### TASK REQUIREMENTS
Write the next part of the report below on the WHO chief scientist's remarks about COVID-19 booster doses for children and adolescents, picking up after its final sentence.

World Health Organization (WHO) Chief Scientist Dr. Soumya Swaminathan said there is no evidence currently available to support giving COVID-19 vaccine booster doses for healthy children or adolescents.
Swaminathan, an Indian pediatrician and clinical scientist, acknowledged there is evidence of waning immunity overtime against the Omicron COVID-19 variant, which is highly contagious but has been less severe than previous variants. More research needs to be done to establish who needs booster doses, she said.
WHO’s advisory group, the Strategic Advisory Group of Experts on Immunization (SAGE), will meet later this week to discuss how countries should provide COVID-19 vaccine boosters, she told reporters.

### DATASET EXCERPT
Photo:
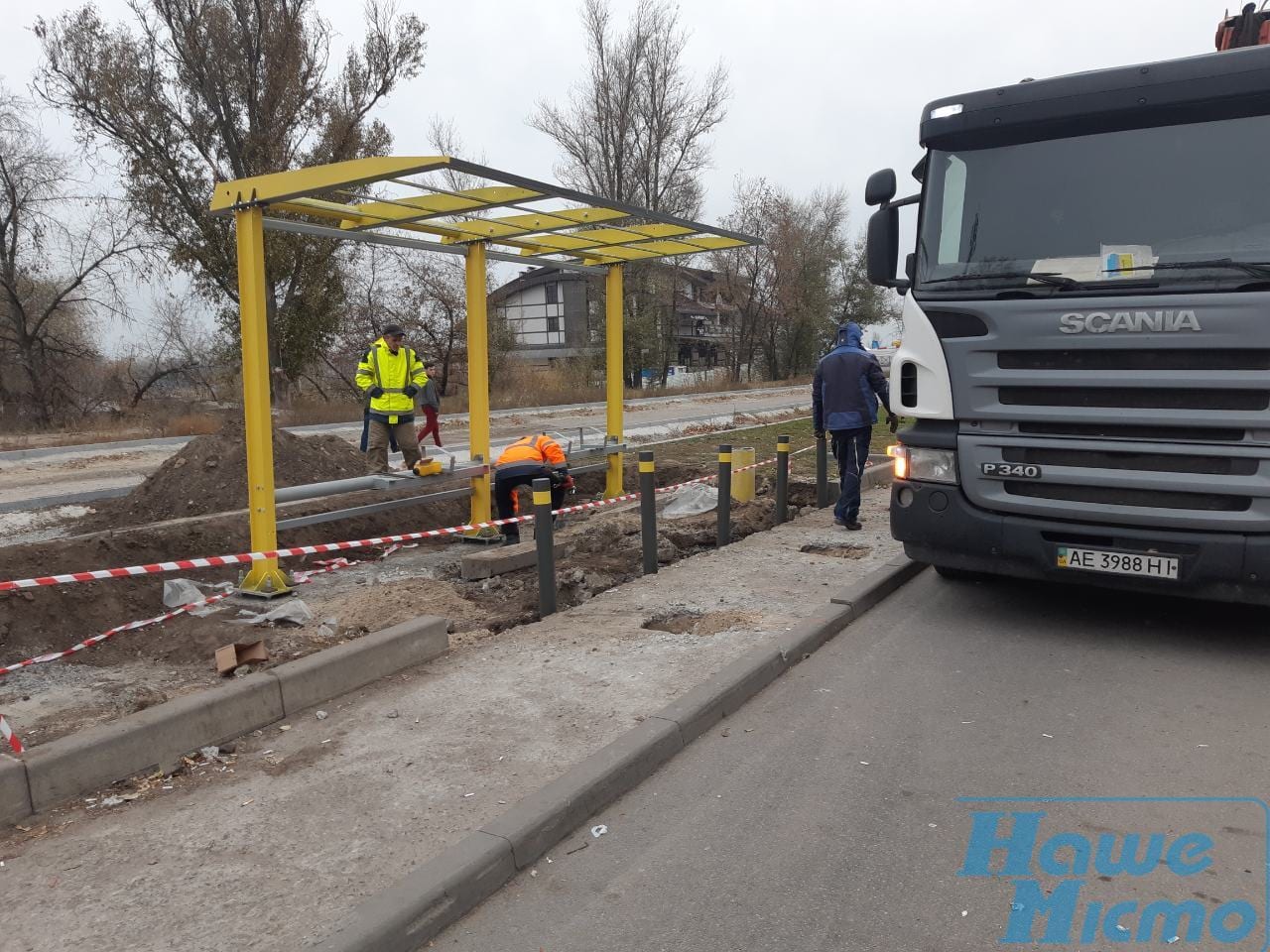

### RESULT OF THE EXERCISE
“The aim is to protect the most vulnerable, to protect those at highest risk of severe disease and dying. Those are our elderly populations, immunocompromised, people with underlying conditions, but also healthcare workers,“ she said, adding later, ”Our focus, considering that we still have so many unvaccinated people in the world, is to vaccinate, provide primary doses to those who have not been vaccinated so far.”
Countries that have begun offering boosters to children or adolescents include Israel, the United States, Germany, and Hungary.
The United States’ drug regulator, the U.S. Food and Drug Administration, in early January 2022 authorized a booster shot of Pfizer-BioNTech’s COVID-19 vaccine for children aged 12–15 for emergency use.